**ASSIGNMENT**
Write the records out exactly, so that no picture remains in the copy.
* * * * *
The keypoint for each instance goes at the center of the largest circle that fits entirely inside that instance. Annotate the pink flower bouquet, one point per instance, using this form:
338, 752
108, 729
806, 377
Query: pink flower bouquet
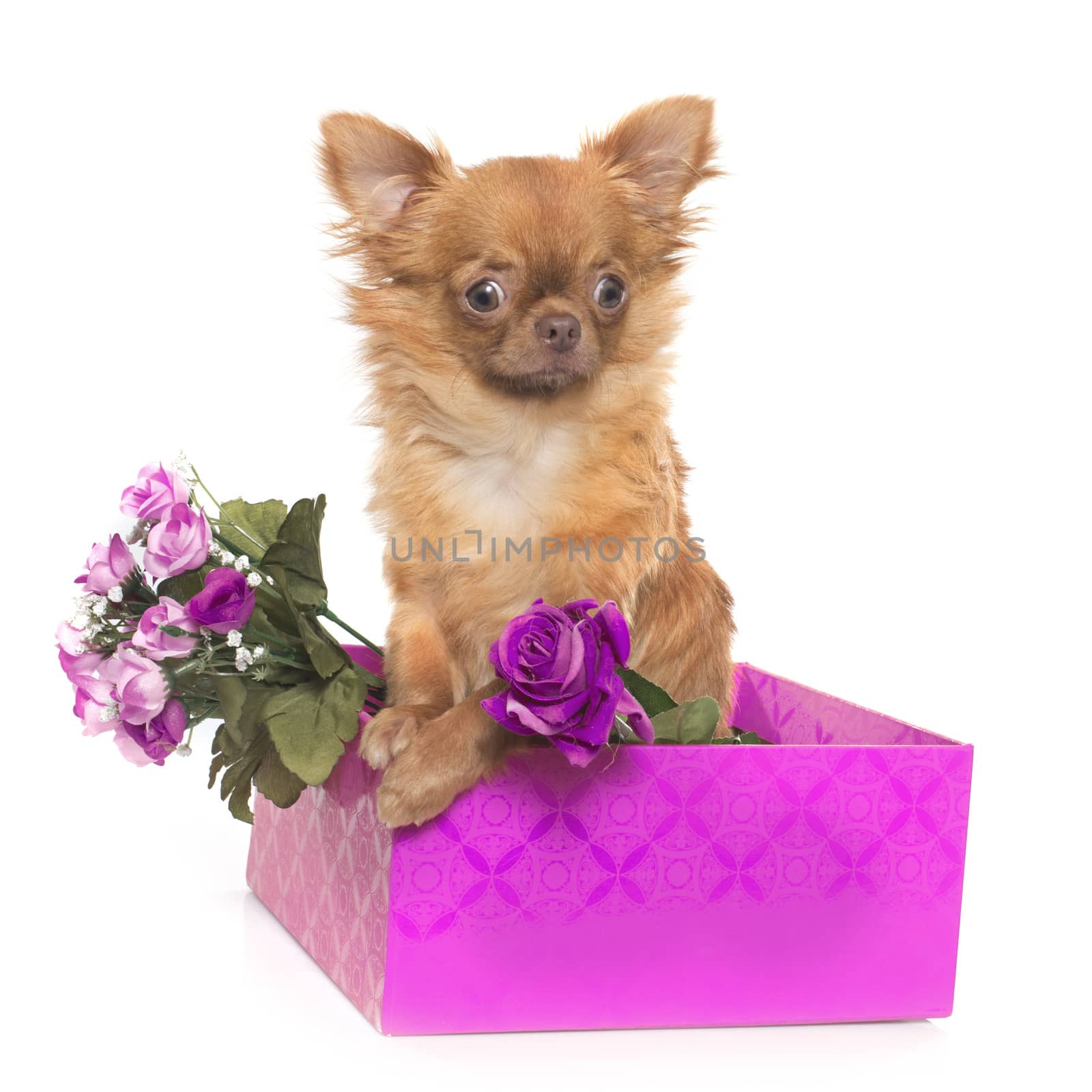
221, 620
224, 618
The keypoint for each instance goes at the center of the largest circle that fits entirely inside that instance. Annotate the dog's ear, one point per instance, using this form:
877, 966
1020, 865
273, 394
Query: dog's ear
666, 147
375, 169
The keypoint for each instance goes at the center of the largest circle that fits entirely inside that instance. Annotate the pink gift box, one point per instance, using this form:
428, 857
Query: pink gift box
815, 880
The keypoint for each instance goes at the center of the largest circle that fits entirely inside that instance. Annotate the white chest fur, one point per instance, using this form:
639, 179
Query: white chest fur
513, 484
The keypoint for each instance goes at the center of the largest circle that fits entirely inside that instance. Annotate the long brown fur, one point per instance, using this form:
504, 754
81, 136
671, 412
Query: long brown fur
485, 431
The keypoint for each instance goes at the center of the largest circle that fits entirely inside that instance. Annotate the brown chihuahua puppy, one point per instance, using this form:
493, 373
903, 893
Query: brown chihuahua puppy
518, 316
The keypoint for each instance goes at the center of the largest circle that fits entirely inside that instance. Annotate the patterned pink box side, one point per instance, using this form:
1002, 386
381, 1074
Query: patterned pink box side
324, 871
* * * * *
**SOLVED PROBLEM**
The keypoint for each instance goes at the center of the largest circle that fits entirely inside that instance. Annotate the pink flower bouquet, one point per instance, using this form:
338, 752
108, 729
806, 377
Query: pink flower bouquet
221, 620
224, 618
The keypoint for each instance goes at the center of the largest circle that fits entirely inside that instance. Annotate the dog's ear, one point per instance, using this form:
877, 966
1020, 865
273, 394
Query: dog's ear
666, 147
375, 169
The keypoint for each instance goes at the center of the largest circle that fits entirely inside that instance. Annotate the pink gift box, one point per instance, using this form:
428, 857
Query: pink gift box
815, 880
The keypoint for each instance goes at the center of the largest circle that fits entirely inside that instance. Annotate the white chest fur, one point per instance, using this form:
639, 179
Query: white chest fur
513, 484
The keypoint for each instance goes at the center of the largest circle that fits entirely inside that instance. Annotate the long brown fur, one point per instance, using this form:
504, 754
81, 136
671, 412
Query: long brown fur
485, 431
The keypoint for each instance goes at the center of the largest circle that fits entirely inside that instance. Annotate the brown chihuahua puppy, one point per instance, using this form:
493, 373
903, 893
Query: brown chihuahua puppy
518, 316
The keypoint for each instance goes at the center of the largest circle that fits entirely inside that instance. Annotate the patterned pink box side, one point per instance, using this form:
1002, 386
381, 1074
Query: patterned pink box side
324, 871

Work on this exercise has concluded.